* **PAGE EXCERPT**:
I’ve said it before, it’s something I like very much about our communion tradition at Old First. Rather than being served right wherever we are, having God brought to us, so to speak on a silver platter, we have to stand up and move around, mix ourselves up in a crowd, come forward and circle around in order to draw nearer to God.
Have you ever traveled some distance, literally or figuratively, physically or emotionally, to see God? Have you ever gone out of your way that you might cross Jesus’ path, or taken a new direction so you might walk in his way?
The whole Christmas story is one of movement. Joseph and Mary are sent, refugees first from the census and imperial taxes, from Nazareth to Bethlehem. Assuming after they registered there, in Joseph’s ancestral hometown, they presumed they were headed back home. But fates, at least according to one version of the tradition’s story, makes them literal refugees, as fleeing for their child’s life from Herod’s insane, murderous jealousy, they leave Bethlehem for Egypt.
But the shepherds are also called away: from their fields in the hills surrounding Bethlehem, from their flocks, from their work, to go into the city to see this sight.
And the wise ones, much of the import of their story is the great distances they travel– distances in culture and faith, distances over land and through political complexity– in order to welcome this child born a King.
From where and how far have you had to travel to get here today? What journey has been involved for you in drawing near to God? Why did you have to move? What did you learn from the distances and time involved? How were things different when you came to the new place?
The spiritual life is about movement and journey, about ending up places we never quite expected to reach, maybe never quite arriving, but finding out along the way that we were never alone.
* * * * * *
The third and final question I want to pose today, following the outlines of the Epiphany story is: what do you bring with you; what do you have to offer; what can you give back to baby Jesus, this child born a King?

(Items listed in a dataset)
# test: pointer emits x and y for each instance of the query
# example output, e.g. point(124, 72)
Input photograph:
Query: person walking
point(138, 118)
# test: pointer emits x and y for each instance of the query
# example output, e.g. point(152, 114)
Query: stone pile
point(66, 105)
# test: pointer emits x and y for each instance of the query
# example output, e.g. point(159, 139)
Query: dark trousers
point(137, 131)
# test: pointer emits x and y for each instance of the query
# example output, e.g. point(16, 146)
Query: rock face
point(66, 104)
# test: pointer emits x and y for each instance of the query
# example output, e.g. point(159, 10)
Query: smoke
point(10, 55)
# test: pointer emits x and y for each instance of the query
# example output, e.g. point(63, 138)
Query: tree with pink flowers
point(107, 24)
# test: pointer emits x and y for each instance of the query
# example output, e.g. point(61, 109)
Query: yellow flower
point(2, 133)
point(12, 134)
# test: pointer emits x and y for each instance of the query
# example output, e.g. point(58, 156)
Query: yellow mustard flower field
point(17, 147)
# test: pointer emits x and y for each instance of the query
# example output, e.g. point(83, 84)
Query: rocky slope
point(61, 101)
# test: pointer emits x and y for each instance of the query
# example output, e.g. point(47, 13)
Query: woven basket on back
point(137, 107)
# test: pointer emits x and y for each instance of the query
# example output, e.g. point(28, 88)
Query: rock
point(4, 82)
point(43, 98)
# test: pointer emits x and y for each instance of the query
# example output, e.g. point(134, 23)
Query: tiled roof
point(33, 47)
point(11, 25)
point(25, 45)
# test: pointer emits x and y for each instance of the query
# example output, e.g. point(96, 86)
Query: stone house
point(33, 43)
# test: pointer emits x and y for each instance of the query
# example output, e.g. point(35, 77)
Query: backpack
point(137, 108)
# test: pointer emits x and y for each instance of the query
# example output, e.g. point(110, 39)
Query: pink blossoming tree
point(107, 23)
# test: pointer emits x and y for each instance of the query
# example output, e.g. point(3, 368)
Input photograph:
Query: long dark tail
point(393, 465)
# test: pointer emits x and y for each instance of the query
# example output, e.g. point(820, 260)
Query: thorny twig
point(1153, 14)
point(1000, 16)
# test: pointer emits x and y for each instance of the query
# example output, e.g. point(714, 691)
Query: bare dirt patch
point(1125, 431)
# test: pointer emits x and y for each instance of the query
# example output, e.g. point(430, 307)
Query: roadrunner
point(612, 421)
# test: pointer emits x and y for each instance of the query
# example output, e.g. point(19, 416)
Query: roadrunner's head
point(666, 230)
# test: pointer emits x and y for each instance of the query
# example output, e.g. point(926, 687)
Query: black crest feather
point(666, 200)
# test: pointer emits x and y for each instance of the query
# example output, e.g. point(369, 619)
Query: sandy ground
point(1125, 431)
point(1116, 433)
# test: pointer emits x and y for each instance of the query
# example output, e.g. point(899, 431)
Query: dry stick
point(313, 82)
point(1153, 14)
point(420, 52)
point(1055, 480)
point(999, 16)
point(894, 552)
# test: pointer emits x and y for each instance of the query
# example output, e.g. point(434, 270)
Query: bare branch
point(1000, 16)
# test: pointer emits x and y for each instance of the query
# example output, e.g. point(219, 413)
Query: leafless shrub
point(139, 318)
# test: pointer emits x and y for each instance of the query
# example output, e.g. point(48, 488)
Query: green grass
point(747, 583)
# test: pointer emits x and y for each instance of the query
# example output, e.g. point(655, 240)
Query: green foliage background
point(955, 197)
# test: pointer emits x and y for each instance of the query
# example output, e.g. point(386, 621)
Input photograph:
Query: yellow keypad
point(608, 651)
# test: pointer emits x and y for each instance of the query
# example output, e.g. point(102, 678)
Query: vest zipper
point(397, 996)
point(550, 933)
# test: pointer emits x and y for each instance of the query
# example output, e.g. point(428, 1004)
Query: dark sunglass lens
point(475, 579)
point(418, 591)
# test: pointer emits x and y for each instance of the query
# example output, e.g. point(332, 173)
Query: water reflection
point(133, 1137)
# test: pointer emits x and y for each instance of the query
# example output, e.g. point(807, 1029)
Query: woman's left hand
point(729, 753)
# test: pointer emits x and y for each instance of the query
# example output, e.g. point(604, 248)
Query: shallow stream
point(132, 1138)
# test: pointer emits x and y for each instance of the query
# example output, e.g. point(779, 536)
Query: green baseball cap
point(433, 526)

* **TASKS TO PERFORM**:
[1] In the sermon excerpt, give the stretch from "I’ve said it" through "in his way?" again, switching "God" to "the Divine".
[2] Restate word for word the stretch of the records from their start through the line that contains "point(66, 105)".
The text and the records are unrelated to each other.

* **TASK-BY-TASK RESULTS**:
[1]
I’ve said it before, it’s something I like very much about our communion tradition at Old First. Rather than being served right wherever we are, having the Divine brought to us, so to speak on a silver platter, we have to stand up and move around, mix ourselves up in a crowd, come forward and circle around in order to draw nearer to the Divine.
Have you ever traveled some distance, literally or figuratively, physically or emotionally, to see the Divine? Have you ever gone out of your way that you might cross Jesus’ path, or taken a new direction so you might walk in his way?

[2]
# test: pointer emits x and y for each instance of the query
# example output, e.g. point(124, 72)
Input photograph:
Query: person walking
point(138, 118)
# test: pointer emits x and y for each instance of the query
# example output, e.g. point(152, 114)
Query: stone pile
point(66, 105)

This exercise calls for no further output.